-- GIVEN TEXT --
# Selenium

Selenium is a nice tool for creating web scrappers. It can be used with C, Java and Python libraries and it is very popular for testing websites using browsers like Firefox, Chrome or Phantom.

In this small module we will review the basics of the usage of the Selenium python library

In [1]:
# Getting a website URL

from selenium import webdriver

browser = webdriver.Firefox()
url = "http://www.google.com"
browser.get(url)

In [7]:
# Let's save a screencapture of the website

browser.save_screenshot("screencaptures/google_website.png")

True

With the command above, we retrieve all the information from the website url.

Selenium have different tools to retrieve some parts of a website, let's extract the Google logo using its unique id

In [6]:
# Searchs the logo by its unique id
logo = browser.find_element_by_id("hplogo")

# Saves a screencapture
logo.screenshot("screencaptures/google_logo.png")

True

In [11]:
# Let's retrieve all the elements with a custom class id

elements = browser.find_elements_by_class_name("ctr-p")
for (i, element) in enumerate(elements):
    element.screenshot("screencaptures/ctr-p-{}.png".format(i))

We can implement also different logic routines to interact with the website, let's perform a google search

In [18]:
from selenium import webdriver
from selenium.webdriver.support.ui import WebDriverWait
from selenium.webdriver.common.keys import Keys
import time

# Loads the Url
browser.get(url)

# Waits at least 5 seconds to load the website
time.sleep(5)

# Searches for the text box and performs a search
text_box = browser.find_element_by_id("lst-ib")
text_box.send_keys("Pereira, the most beatiful city from Colombia")
text_box.send_keys(Keys.ENTER)

nice!! now let's look into the first result

In [25]:
element = browser.find_element_by_class_name("bkWMgd")
element.click()

Nice, but why should we wait 5 seconds always until the page is loaded? It is a waste of time but we need to be sure that our text box has been loaded, so let's use th wait selenium utility

In [26]:
from selenium.webdriver.common.by import By
from selenium.webdriver.support import expected_conditions as EC

timeout = 5

try:
    # Loads the website
    browser.get(url)
    
    # Waits up to 5 seconds to load the website
    element = WebDriverWait(browser, timeout).until(
                EC.presence_of_element_located((By.ID, "lst-ib"))
            )
    # Searches for the text box and performs a search
    text_box = browser.find_element_by_id("lst-ib")
    text_box.send_keys("Pereira, the most beatiful city from Colombia")
    text_box.send_keys(Keys.ENTER)
except:
    print("[ERROR] could not get the textbox to make the search")
    pass


In [28]:
# Let's come back to the initial page

browser.back()

In [29]:
# Let's come back to the search results page

browser.forward()

In [46]:
# Let's move inside our webpage

elements = browser.find_elements_by_class_name("rc")
element = elements[0]
for element in elements:
    (x, y) = (element.location['x'], element.location['y'])
    js_action = "window.scrollTo({}, {});".format(x, y)
    browser.execute_script(js_action)
    time.sleep(3)

Nice, these are the basics Of selenium. If you wish to know more, just reference the official website docs: http://selenium-python.readthedocs.io/

In [47]:
# Close the actual browser instance

browser.quit()

-- OBJECTIVES --
[a] Please say whether each statement agrees with the Selenium text, answering yes or no and quoting the words from the text that settle it: (i) Selenium can be used with C, Java and Python libraries; (ii) the first search example pauses at least 10 seconds for the website to load; (iii) the last step closes the browser instance.
[b] Reproduce the part of the Selenium text that opens with the words containing "element = elements[0]" and closes with "browser.quit()".
The material that follows plays no part in this work.

-- MATERIAL PROVIDED --
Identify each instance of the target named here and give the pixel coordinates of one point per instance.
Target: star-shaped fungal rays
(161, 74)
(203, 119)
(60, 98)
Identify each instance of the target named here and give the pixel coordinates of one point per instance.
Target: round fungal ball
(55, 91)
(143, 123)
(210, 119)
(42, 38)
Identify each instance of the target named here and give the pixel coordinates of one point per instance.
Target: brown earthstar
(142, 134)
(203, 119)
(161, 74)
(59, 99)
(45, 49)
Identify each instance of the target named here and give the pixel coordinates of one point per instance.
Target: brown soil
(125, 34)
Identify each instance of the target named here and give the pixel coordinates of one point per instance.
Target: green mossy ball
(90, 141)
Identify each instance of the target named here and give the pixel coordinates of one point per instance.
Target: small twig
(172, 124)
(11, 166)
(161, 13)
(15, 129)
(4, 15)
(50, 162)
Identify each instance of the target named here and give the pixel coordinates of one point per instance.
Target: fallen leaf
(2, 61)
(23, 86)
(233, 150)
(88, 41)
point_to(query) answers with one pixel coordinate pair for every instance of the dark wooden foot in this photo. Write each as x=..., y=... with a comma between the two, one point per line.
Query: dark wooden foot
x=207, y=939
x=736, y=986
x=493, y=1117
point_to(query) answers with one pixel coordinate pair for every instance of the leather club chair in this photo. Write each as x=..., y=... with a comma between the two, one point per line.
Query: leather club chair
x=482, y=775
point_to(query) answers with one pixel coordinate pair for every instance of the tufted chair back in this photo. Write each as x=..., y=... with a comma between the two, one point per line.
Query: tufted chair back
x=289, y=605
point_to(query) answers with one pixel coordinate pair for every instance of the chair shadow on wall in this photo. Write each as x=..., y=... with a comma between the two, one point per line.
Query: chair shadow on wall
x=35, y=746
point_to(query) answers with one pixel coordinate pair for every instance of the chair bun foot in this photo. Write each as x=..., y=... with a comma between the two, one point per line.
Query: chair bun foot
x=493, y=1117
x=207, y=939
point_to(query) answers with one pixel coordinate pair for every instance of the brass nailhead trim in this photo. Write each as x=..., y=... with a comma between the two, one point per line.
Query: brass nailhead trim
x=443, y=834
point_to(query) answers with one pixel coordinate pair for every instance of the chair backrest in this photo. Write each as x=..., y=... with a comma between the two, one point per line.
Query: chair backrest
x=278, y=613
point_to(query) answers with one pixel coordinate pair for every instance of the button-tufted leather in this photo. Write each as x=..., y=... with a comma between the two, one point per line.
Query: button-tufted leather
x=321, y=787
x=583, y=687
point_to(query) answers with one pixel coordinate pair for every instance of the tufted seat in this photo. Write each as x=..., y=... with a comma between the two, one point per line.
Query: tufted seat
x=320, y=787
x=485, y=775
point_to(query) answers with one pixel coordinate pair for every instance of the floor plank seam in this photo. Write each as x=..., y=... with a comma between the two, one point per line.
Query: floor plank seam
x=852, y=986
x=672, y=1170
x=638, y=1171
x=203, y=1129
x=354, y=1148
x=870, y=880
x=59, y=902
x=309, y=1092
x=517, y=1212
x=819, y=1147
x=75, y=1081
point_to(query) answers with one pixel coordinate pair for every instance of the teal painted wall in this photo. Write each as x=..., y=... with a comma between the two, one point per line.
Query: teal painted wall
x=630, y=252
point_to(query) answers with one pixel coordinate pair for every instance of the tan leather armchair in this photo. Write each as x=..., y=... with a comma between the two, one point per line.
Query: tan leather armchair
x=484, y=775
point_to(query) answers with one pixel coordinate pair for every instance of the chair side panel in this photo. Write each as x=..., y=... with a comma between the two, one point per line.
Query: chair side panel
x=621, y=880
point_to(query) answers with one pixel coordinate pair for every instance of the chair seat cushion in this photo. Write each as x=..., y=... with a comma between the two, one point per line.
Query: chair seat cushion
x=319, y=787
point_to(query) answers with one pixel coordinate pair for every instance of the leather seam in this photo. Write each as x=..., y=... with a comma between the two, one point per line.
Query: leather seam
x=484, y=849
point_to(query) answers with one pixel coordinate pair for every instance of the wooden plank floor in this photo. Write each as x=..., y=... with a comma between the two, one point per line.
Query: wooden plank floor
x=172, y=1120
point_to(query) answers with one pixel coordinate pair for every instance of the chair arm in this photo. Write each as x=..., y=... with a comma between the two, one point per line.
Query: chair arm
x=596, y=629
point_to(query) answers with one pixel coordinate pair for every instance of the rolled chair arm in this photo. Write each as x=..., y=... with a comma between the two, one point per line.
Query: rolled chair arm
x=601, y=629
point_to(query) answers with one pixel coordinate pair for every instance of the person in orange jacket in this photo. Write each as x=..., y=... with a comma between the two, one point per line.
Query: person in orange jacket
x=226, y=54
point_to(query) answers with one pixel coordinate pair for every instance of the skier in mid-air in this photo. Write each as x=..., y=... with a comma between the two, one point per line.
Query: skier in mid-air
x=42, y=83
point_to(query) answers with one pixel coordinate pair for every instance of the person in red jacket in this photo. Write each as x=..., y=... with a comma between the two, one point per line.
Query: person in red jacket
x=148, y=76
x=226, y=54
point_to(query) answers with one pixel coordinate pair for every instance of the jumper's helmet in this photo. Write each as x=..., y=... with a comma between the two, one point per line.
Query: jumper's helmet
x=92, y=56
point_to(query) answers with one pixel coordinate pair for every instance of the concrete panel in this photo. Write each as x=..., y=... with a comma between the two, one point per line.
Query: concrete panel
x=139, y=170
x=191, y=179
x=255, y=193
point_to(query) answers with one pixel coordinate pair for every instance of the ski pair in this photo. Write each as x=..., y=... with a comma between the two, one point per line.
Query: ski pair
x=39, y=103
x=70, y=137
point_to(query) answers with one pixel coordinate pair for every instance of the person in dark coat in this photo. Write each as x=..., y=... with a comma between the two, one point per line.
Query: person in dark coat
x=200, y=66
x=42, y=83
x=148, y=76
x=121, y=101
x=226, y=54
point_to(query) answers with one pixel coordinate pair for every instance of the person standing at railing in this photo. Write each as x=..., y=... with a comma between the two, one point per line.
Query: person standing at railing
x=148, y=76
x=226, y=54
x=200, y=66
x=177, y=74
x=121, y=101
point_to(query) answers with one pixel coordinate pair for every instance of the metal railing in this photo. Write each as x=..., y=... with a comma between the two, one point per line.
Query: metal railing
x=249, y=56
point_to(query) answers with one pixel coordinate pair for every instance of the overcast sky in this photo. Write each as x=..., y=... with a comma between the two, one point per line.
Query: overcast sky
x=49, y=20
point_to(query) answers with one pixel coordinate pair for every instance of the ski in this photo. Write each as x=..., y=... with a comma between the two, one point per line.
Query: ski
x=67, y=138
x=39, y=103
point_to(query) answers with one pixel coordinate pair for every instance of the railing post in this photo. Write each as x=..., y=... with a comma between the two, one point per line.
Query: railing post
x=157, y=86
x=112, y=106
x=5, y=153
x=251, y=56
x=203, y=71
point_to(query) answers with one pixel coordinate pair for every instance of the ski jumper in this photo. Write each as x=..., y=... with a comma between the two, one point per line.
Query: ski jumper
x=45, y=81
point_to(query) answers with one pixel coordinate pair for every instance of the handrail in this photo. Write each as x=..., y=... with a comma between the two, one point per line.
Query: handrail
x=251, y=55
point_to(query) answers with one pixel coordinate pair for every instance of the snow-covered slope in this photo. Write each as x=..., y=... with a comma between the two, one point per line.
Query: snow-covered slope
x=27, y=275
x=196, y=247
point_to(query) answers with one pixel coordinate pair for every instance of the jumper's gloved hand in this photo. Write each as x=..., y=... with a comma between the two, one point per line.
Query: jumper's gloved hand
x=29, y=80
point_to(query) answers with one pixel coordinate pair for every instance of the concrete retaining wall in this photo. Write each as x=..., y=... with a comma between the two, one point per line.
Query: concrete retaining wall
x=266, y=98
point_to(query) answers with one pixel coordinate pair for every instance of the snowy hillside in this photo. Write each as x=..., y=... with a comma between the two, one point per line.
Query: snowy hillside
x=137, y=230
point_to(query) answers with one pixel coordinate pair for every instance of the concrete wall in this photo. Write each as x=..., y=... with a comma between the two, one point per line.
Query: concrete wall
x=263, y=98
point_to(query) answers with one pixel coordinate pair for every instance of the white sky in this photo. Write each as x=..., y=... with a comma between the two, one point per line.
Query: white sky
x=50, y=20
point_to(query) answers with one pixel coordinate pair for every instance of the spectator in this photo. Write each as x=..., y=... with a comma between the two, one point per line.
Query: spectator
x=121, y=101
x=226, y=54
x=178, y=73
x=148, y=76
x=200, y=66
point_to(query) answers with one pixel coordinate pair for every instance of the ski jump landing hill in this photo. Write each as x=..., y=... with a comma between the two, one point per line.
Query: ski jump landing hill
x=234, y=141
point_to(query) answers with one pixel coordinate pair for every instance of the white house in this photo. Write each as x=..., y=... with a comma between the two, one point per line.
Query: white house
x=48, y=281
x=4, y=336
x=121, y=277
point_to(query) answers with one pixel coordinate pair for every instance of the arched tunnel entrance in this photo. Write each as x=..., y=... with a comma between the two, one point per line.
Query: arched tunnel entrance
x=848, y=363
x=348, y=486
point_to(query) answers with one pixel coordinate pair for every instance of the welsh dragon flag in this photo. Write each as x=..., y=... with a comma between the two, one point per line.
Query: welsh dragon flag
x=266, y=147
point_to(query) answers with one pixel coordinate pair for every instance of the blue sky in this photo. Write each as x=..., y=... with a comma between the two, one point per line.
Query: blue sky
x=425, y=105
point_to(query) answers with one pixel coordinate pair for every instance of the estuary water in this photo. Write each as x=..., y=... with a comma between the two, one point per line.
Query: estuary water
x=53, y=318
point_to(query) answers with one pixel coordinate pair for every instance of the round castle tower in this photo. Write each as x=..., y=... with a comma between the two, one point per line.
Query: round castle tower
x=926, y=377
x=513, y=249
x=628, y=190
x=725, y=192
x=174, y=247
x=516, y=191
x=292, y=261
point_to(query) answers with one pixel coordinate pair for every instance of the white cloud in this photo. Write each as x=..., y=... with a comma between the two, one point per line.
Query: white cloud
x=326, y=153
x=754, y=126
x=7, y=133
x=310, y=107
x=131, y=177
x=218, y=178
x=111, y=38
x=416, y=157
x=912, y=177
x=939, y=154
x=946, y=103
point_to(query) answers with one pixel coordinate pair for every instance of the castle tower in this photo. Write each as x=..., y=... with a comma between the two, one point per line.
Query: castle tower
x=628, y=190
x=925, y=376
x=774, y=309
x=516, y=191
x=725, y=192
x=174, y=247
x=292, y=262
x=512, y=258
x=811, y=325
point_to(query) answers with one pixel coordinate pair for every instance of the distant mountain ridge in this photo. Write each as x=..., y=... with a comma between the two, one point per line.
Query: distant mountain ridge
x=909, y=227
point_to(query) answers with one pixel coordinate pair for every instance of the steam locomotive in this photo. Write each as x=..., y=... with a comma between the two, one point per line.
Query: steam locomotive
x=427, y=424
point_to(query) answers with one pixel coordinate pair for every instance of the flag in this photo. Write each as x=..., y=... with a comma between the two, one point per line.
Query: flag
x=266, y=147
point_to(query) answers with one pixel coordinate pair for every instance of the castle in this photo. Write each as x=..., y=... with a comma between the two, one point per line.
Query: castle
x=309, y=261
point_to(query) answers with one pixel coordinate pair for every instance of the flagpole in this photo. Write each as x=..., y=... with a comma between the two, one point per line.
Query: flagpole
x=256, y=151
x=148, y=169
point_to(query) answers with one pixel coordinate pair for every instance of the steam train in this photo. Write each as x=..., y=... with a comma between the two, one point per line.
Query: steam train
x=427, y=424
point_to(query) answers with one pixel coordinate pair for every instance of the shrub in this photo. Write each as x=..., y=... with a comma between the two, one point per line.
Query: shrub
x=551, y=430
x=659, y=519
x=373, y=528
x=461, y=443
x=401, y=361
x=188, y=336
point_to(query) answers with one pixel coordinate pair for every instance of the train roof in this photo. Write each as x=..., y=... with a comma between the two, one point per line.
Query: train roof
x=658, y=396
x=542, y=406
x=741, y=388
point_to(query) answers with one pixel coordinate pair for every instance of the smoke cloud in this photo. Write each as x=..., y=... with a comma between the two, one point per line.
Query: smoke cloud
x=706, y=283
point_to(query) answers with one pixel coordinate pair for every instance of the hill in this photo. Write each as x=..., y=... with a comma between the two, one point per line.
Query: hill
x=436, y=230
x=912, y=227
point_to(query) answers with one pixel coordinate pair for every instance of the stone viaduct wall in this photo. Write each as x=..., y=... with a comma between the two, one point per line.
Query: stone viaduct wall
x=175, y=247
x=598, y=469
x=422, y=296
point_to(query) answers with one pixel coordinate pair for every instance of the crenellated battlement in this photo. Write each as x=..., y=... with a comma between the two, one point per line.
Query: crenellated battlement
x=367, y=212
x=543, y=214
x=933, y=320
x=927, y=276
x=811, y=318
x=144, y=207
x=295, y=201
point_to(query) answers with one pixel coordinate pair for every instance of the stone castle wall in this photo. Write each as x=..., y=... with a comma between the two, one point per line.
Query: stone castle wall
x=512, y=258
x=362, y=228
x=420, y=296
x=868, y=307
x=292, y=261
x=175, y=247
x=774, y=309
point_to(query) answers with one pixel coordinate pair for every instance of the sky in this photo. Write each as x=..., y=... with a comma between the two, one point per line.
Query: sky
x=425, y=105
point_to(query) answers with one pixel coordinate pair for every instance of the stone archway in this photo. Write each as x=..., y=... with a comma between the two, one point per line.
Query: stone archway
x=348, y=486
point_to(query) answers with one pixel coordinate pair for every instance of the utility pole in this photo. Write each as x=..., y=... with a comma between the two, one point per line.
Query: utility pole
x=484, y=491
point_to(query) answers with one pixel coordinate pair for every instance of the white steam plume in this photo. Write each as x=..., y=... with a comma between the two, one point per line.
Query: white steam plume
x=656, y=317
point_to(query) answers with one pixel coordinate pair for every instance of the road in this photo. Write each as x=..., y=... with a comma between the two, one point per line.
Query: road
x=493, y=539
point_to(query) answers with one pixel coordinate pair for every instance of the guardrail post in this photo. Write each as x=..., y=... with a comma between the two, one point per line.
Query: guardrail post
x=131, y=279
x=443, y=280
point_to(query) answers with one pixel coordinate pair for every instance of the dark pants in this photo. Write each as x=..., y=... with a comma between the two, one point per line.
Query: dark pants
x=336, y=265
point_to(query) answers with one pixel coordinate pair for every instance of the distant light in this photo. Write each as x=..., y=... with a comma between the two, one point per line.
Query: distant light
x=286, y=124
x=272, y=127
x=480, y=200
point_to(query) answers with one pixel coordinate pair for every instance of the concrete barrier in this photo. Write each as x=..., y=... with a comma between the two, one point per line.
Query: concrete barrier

-- SOLUTIONS FOR EACH TASK --
[a]
(i) Yes: "It can be used with C, Java and Python libraries"
(ii) No: "Waits at least 5 seconds to load the website"
(iii) Yes: "Close the actual browser instance"

[b]
element = elements[0]
for element in elements:
    (x, y) = (element.location['x'], element.location['y'])
    js_action = "window.scrollTo({}, {});".format(x, y)
    browser.execute_script(js_action)
    time.sleep(3)

Nice, these are the basics Of selenium. If you wish to know more, just reference the official website docs: http://selenium-python.readthedocs.io/

In [47]:
# Close the actual browser instance

browser.quit()